##### Recorded data

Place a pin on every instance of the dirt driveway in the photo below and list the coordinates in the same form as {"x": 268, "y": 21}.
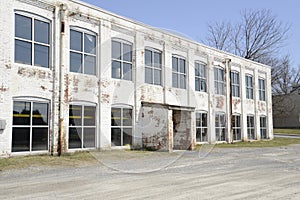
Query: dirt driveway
{"x": 237, "y": 173}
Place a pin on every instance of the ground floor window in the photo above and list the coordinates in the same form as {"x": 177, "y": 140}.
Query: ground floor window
{"x": 263, "y": 127}
{"x": 30, "y": 127}
{"x": 236, "y": 127}
{"x": 201, "y": 127}
{"x": 82, "y": 126}
{"x": 121, "y": 126}
{"x": 220, "y": 126}
{"x": 250, "y": 127}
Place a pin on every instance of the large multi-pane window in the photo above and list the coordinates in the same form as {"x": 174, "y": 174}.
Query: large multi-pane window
{"x": 236, "y": 127}
{"x": 153, "y": 66}
{"x": 250, "y": 127}
{"x": 178, "y": 72}
{"x": 82, "y": 126}
{"x": 201, "y": 127}
{"x": 261, "y": 89}
{"x": 32, "y": 40}
{"x": 263, "y": 127}
{"x": 200, "y": 77}
{"x": 121, "y": 126}
{"x": 82, "y": 51}
{"x": 30, "y": 128}
{"x": 219, "y": 80}
{"x": 121, "y": 60}
{"x": 220, "y": 126}
{"x": 249, "y": 87}
{"x": 235, "y": 84}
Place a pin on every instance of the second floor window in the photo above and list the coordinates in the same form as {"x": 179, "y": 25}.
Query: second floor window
{"x": 261, "y": 89}
{"x": 153, "y": 63}
{"x": 219, "y": 80}
{"x": 235, "y": 84}
{"x": 32, "y": 40}
{"x": 121, "y": 60}
{"x": 82, "y": 52}
{"x": 178, "y": 73}
{"x": 249, "y": 87}
{"x": 200, "y": 77}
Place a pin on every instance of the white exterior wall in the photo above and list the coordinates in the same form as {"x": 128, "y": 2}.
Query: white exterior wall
{"x": 19, "y": 80}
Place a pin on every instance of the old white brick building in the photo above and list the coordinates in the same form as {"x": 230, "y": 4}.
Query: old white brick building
{"x": 74, "y": 76}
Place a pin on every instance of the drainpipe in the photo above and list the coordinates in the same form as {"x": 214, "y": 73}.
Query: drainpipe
{"x": 62, "y": 13}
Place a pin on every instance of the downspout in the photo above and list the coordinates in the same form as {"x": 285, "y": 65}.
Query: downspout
{"x": 61, "y": 66}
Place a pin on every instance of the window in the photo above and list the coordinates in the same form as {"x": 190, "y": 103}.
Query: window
{"x": 121, "y": 126}
{"x": 30, "y": 128}
{"x": 200, "y": 77}
{"x": 82, "y": 52}
{"x": 178, "y": 72}
{"x": 32, "y": 40}
{"x": 219, "y": 80}
{"x": 263, "y": 127}
{"x": 235, "y": 84}
{"x": 236, "y": 126}
{"x": 261, "y": 89}
{"x": 249, "y": 87}
{"x": 201, "y": 127}
{"x": 220, "y": 126}
{"x": 82, "y": 126}
{"x": 121, "y": 60}
{"x": 153, "y": 63}
{"x": 250, "y": 127}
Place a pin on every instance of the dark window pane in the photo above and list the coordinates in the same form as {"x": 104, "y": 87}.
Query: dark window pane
{"x": 75, "y": 62}
{"x": 157, "y": 59}
{"x": 21, "y": 113}
{"x": 127, "y": 71}
{"x": 89, "y": 116}
{"x": 127, "y": 53}
{"x": 127, "y": 136}
{"x": 39, "y": 139}
{"x": 89, "y": 137}
{"x": 20, "y": 139}
{"x": 148, "y": 75}
{"x": 157, "y": 77}
{"x": 75, "y": 113}
{"x": 116, "y": 50}
{"x": 127, "y": 117}
{"x": 90, "y": 65}
{"x": 148, "y": 57}
{"x": 76, "y": 40}
{"x": 41, "y": 31}
{"x": 74, "y": 138}
{"x": 23, "y": 27}
{"x": 174, "y": 64}
{"x": 89, "y": 44}
{"x": 41, "y": 55}
{"x": 116, "y": 69}
{"x": 115, "y": 137}
{"x": 115, "y": 117}
{"x": 40, "y": 114}
{"x": 174, "y": 80}
{"x": 23, "y": 52}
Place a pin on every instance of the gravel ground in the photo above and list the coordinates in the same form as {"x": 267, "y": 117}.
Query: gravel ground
{"x": 235, "y": 173}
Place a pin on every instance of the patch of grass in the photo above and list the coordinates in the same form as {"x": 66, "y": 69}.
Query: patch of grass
{"x": 287, "y": 131}
{"x": 276, "y": 142}
{"x": 70, "y": 159}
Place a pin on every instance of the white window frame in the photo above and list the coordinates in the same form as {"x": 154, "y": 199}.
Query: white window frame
{"x": 153, "y": 67}
{"x": 201, "y": 78}
{"x": 219, "y": 83}
{"x": 178, "y": 73}
{"x": 32, "y": 41}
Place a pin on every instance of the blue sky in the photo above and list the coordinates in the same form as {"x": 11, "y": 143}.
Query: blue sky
{"x": 190, "y": 17}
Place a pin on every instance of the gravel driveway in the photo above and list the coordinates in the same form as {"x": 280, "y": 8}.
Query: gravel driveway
{"x": 211, "y": 173}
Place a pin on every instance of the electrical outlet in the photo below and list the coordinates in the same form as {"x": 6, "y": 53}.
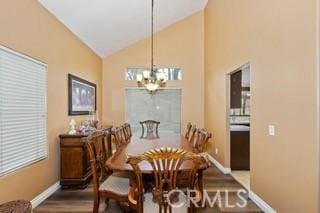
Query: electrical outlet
{"x": 272, "y": 130}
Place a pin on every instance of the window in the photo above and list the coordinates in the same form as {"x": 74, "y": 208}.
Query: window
{"x": 170, "y": 73}
{"x": 23, "y": 110}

##########

**Given problem:**
Repeat the material above in full and exactly, apart from the pictures.

**Correct output:**
Place a pin on every instance of the dirt driveway in the photo below and list the coordinates in the same form as {"x": 268, "y": 21}.
Query: dirt driveway
{"x": 237, "y": 173}
Place a pin on every instance of the ground floor window in the photo above and list the coordinates in the same form as {"x": 177, "y": 140}.
Query: ground floor window
{"x": 263, "y": 127}
{"x": 30, "y": 127}
{"x": 236, "y": 127}
{"x": 201, "y": 127}
{"x": 82, "y": 126}
{"x": 121, "y": 126}
{"x": 220, "y": 126}
{"x": 250, "y": 127}
Place a pin on every instance of the large multi-pane window in the photo above and list the coordinates in the same form as {"x": 174, "y": 174}.
Query: large multi-pane window
{"x": 236, "y": 127}
{"x": 153, "y": 66}
{"x": 250, "y": 127}
{"x": 178, "y": 72}
{"x": 82, "y": 126}
{"x": 201, "y": 127}
{"x": 261, "y": 89}
{"x": 32, "y": 40}
{"x": 263, "y": 127}
{"x": 200, "y": 77}
{"x": 121, "y": 126}
{"x": 82, "y": 51}
{"x": 30, "y": 128}
{"x": 219, "y": 80}
{"x": 121, "y": 60}
{"x": 220, "y": 126}
{"x": 249, "y": 87}
{"x": 235, "y": 84}
Place a pin on every instance of the second floor window in the photo above and list the coordinates in the same form as {"x": 179, "y": 25}.
Query: second floor window
{"x": 261, "y": 89}
{"x": 153, "y": 63}
{"x": 219, "y": 80}
{"x": 235, "y": 84}
{"x": 32, "y": 40}
{"x": 121, "y": 60}
{"x": 82, "y": 52}
{"x": 178, "y": 73}
{"x": 249, "y": 87}
{"x": 200, "y": 77}
Place a pin on every instance of the white exterior wall in the photo above and list the coordinates in the same form as {"x": 128, "y": 2}.
Query: white exterior wall
{"x": 19, "y": 80}
Place a pin on every instance of the old white brick building in the photo above and list the coordinates in the same form as {"x": 230, "y": 4}.
Query: old white brick building
{"x": 74, "y": 76}
Place a pin on every instance of the drainpipe in the photo above and list the coordinates in the same form as {"x": 214, "y": 73}.
Query: drainpipe
{"x": 62, "y": 13}
Place a pin on every instance of the downspout in the photo above and list the coordinates in the same form as {"x": 285, "y": 65}.
Query: downspout
{"x": 61, "y": 66}
Place a pin on every instance of the window in the photo above and list the coordinates in the same form as {"x": 190, "y": 103}.
Query: window
{"x": 121, "y": 126}
{"x": 30, "y": 128}
{"x": 200, "y": 77}
{"x": 82, "y": 52}
{"x": 178, "y": 72}
{"x": 32, "y": 40}
{"x": 219, "y": 80}
{"x": 263, "y": 127}
{"x": 235, "y": 84}
{"x": 236, "y": 126}
{"x": 261, "y": 89}
{"x": 249, "y": 87}
{"x": 201, "y": 127}
{"x": 220, "y": 126}
{"x": 82, "y": 126}
{"x": 121, "y": 60}
{"x": 153, "y": 63}
{"x": 250, "y": 127}
Place a pin on every instance of the dark window pane in the photo above and list the coordinates in the same form as {"x": 104, "y": 87}.
Query: dark window pane
{"x": 75, "y": 62}
{"x": 157, "y": 59}
{"x": 21, "y": 113}
{"x": 127, "y": 71}
{"x": 89, "y": 116}
{"x": 127, "y": 53}
{"x": 127, "y": 136}
{"x": 39, "y": 139}
{"x": 89, "y": 137}
{"x": 20, "y": 139}
{"x": 148, "y": 75}
{"x": 157, "y": 77}
{"x": 75, "y": 113}
{"x": 116, "y": 50}
{"x": 127, "y": 117}
{"x": 90, "y": 65}
{"x": 148, "y": 57}
{"x": 76, "y": 40}
{"x": 41, "y": 31}
{"x": 74, "y": 138}
{"x": 23, "y": 27}
{"x": 174, "y": 64}
{"x": 89, "y": 44}
{"x": 41, "y": 55}
{"x": 116, "y": 69}
{"x": 115, "y": 137}
{"x": 115, "y": 117}
{"x": 40, "y": 114}
{"x": 174, "y": 80}
{"x": 23, "y": 52}
Place a pin on every instance of the gravel ground in the photo above and list the coordinates in the same form as {"x": 267, "y": 117}.
Query: gravel ground
{"x": 235, "y": 173}
Place a pin on every instance of the patch of grass in the photo above and list the coordinates in the same form as {"x": 66, "y": 69}.
Query: patch of grass
{"x": 287, "y": 131}
{"x": 276, "y": 142}
{"x": 70, "y": 159}
Place a pin on every instance of the white window frame in the photo above and list the coordinates in the same form as {"x": 154, "y": 199}.
Query: white window frame
{"x": 153, "y": 67}
{"x": 201, "y": 78}
{"x": 219, "y": 83}
{"x": 178, "y": 73}
{"x": 32, "y": 41}
Place a pin on every instance of the blue sky in the photo above and list the coordinates in the same form as {"x": 11, "y": 143}.
Query: blue sky
{"x": 190, "y": 17}
Place a pin on every instance of the gravel driveway in the photo above and list the coordinates in the same form as {"x": 280, "y": 8}.
Query: gravel driveway
{"x": 211, "y": 173}
Place a pin on every instance of the electrical outlet in the photo below and list the coordinates in the same form as {"x": 6, "y": 53}.
Query: electrical outlet
{"x": 272, "y": 130}
Place a pin on every instance of the window in the photo above and list the coordinates in the same form as {"x": 74, "y": 208}.
Query: window
{"x": 170, "y": 73}
{"x": 23, "y": 110}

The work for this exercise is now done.